• WHAT THIS TASK INVOLVES
Could you retype the lines from the one containing "the sand ripple" up to and including the one containing "point(240, 404)", keeping every character unchanged?

• RECORDS
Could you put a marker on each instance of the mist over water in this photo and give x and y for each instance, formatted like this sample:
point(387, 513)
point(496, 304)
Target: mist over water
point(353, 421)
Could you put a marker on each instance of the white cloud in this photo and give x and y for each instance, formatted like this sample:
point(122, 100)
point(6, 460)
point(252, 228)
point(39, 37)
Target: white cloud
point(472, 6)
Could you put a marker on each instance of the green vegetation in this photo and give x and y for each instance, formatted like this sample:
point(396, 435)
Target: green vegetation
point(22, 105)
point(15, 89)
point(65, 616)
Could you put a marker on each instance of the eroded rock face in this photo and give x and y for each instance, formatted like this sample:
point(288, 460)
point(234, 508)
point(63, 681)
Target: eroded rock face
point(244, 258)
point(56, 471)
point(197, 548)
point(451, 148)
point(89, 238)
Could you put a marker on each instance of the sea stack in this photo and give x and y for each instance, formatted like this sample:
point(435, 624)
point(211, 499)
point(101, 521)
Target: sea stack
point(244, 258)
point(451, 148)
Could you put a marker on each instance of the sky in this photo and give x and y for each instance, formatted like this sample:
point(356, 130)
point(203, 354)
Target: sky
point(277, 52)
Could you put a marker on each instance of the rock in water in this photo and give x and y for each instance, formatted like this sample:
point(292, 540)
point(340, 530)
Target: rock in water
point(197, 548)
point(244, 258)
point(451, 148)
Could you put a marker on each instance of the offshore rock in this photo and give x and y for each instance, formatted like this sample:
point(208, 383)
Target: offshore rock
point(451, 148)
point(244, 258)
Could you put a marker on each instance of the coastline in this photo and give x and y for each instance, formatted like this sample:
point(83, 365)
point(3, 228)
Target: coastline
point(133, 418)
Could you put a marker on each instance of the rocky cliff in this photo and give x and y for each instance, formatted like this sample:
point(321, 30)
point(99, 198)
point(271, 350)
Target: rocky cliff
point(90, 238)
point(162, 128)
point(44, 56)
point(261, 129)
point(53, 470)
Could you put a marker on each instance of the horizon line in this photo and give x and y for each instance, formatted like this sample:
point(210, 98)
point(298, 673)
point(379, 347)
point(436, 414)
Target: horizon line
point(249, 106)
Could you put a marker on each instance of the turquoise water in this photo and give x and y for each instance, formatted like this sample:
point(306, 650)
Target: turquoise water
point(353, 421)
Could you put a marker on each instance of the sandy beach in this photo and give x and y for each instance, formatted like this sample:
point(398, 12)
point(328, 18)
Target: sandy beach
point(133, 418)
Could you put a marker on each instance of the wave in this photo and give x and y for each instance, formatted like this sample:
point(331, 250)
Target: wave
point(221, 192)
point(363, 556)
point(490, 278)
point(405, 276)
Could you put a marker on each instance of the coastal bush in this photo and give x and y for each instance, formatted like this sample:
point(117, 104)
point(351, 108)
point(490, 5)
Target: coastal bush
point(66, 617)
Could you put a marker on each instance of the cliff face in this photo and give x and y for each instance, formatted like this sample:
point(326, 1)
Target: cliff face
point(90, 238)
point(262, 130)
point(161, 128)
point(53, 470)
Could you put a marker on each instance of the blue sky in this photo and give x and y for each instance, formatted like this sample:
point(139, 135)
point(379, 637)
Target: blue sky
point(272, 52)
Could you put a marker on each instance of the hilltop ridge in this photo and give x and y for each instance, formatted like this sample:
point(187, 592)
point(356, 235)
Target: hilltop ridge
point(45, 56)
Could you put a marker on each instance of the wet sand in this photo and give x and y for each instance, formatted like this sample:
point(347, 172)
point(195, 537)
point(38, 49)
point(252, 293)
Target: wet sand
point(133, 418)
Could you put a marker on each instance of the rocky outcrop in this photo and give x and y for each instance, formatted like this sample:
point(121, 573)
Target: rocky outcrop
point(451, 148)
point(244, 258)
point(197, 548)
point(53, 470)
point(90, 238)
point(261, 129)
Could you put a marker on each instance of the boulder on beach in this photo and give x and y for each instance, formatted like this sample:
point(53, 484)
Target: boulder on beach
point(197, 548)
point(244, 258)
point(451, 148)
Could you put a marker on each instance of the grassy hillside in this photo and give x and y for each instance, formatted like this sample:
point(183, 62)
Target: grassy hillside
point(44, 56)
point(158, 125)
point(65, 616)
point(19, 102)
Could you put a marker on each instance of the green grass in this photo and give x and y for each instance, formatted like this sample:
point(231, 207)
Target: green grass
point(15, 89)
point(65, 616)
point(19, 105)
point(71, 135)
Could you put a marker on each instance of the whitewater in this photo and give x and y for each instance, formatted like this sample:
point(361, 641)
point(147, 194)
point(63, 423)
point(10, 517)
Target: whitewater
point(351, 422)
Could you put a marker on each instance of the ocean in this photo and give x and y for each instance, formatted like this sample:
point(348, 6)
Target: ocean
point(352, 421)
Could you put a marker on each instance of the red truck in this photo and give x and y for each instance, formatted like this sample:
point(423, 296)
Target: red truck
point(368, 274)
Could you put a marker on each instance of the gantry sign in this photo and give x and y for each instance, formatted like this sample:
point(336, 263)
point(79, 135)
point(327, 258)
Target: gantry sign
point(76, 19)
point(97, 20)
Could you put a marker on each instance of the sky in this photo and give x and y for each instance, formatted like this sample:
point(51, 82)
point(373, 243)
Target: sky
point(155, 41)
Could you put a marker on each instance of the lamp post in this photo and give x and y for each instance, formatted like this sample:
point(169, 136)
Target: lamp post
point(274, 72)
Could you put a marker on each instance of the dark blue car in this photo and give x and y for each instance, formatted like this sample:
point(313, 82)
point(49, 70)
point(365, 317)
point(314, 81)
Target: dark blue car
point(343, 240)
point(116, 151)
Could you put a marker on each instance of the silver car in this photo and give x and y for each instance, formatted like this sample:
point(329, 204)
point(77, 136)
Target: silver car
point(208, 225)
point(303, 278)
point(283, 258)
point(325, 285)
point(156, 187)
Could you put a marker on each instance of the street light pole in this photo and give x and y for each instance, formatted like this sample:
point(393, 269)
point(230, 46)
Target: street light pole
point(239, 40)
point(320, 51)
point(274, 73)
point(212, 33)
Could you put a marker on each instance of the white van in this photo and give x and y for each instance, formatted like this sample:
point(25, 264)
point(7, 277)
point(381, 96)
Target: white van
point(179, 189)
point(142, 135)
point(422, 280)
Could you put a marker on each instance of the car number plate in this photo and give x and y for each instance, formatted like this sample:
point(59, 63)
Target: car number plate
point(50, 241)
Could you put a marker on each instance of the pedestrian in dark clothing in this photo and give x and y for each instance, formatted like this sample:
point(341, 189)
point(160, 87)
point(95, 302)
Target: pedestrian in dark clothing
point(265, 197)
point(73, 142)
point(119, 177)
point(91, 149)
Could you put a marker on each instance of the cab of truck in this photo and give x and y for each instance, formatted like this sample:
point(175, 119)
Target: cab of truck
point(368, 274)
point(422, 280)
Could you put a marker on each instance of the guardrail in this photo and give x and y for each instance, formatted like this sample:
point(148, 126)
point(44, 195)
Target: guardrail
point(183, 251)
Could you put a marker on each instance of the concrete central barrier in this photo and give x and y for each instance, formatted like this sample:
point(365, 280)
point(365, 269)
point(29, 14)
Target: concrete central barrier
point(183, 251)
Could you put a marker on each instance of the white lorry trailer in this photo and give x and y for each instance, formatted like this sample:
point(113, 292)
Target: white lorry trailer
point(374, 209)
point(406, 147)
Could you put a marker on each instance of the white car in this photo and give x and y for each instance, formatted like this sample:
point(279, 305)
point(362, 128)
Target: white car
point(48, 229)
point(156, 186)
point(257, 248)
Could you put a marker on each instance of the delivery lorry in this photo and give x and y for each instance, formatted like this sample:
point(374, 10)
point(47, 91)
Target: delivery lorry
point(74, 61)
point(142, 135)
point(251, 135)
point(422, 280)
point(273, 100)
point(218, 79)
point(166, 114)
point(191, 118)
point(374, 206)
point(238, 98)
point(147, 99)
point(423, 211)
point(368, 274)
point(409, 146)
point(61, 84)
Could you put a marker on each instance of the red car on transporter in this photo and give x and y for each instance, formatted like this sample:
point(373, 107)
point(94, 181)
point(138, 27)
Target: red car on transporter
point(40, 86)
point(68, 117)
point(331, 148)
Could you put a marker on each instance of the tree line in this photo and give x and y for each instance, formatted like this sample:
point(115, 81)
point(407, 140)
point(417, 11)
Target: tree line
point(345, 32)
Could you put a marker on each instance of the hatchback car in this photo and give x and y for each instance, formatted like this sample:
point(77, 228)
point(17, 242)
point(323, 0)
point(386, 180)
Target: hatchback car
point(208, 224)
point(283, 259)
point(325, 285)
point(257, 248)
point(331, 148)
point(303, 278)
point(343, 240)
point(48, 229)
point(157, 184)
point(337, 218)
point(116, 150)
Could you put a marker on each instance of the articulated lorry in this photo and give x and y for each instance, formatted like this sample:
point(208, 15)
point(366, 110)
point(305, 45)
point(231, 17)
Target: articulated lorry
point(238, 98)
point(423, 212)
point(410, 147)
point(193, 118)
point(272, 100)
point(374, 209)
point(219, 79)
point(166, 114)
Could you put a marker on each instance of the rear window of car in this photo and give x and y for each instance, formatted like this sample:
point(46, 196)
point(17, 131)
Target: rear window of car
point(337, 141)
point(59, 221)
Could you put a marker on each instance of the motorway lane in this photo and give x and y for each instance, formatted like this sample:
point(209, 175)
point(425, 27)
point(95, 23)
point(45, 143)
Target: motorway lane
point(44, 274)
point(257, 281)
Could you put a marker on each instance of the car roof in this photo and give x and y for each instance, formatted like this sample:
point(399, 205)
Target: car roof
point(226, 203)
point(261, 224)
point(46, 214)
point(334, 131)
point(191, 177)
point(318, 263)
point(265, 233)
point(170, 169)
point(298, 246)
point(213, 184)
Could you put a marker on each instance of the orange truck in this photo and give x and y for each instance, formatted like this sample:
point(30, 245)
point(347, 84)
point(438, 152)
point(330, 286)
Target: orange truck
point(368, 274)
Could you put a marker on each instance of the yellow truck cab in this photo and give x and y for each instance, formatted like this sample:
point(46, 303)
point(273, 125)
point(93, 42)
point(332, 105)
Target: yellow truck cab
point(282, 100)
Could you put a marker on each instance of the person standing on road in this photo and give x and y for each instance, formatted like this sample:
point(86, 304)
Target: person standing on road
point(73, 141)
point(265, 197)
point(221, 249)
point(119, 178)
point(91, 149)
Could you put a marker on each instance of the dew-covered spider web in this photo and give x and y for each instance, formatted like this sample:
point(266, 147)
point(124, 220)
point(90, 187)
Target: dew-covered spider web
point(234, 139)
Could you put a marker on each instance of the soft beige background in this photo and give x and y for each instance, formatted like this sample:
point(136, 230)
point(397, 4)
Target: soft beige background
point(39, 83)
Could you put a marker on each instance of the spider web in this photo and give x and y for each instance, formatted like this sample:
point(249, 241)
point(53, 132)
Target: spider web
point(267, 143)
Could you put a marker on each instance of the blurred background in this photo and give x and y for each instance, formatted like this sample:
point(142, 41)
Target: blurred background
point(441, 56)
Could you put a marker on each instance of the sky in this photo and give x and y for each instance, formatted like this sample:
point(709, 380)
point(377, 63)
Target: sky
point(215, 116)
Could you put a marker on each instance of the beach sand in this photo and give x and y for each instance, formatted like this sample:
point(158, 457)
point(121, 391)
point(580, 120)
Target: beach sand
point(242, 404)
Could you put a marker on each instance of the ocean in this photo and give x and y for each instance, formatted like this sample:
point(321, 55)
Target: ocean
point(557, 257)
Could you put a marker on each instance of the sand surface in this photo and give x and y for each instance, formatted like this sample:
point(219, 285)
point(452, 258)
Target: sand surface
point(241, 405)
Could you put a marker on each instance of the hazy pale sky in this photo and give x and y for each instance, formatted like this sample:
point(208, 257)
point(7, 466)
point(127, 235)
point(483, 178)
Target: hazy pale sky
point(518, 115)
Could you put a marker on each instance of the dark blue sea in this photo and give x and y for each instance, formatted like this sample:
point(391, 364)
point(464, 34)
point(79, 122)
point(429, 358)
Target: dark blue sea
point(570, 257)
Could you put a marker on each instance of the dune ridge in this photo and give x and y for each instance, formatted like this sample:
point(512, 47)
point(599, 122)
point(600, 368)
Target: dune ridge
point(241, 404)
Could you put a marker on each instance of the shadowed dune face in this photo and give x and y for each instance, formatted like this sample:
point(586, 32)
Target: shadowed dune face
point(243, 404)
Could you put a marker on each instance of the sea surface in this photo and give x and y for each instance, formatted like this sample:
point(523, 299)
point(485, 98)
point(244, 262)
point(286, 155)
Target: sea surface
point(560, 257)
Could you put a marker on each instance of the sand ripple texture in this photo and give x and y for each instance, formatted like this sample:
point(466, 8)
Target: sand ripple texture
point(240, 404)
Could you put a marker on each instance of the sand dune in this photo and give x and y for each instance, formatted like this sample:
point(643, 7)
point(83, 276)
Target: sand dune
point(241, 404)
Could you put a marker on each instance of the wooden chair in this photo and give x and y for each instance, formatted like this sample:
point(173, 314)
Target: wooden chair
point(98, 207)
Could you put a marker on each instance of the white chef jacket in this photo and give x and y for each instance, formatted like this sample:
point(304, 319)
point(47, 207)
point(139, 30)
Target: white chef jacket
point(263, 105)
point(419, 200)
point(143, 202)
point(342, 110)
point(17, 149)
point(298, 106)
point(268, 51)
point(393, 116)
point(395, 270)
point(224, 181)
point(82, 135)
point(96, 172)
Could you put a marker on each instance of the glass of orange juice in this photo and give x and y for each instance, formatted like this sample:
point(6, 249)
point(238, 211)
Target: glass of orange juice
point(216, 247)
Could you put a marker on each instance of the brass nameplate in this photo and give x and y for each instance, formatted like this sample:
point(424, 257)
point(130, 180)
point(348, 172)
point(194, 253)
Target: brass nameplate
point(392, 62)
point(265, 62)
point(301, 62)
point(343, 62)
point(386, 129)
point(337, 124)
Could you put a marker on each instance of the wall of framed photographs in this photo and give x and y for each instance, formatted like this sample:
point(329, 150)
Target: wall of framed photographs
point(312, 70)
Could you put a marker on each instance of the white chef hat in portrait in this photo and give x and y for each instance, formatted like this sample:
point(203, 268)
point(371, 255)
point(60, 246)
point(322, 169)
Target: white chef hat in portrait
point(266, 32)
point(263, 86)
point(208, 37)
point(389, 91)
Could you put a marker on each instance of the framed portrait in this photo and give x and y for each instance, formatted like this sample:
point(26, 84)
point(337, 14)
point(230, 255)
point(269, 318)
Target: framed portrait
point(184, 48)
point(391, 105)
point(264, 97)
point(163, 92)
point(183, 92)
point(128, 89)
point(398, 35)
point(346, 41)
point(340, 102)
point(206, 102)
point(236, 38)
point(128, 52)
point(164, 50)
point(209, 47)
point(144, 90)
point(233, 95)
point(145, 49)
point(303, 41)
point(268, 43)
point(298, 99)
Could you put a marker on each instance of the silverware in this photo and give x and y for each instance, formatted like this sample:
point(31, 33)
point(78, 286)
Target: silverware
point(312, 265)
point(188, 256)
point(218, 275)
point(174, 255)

• COMPLETED TASK
Could you put a marker on each instance of the sand ripple texture in this photo and give x and y for each instance, formatted like this sample:
point(466, 8)
Target: sand ripple texture
point(240, 404)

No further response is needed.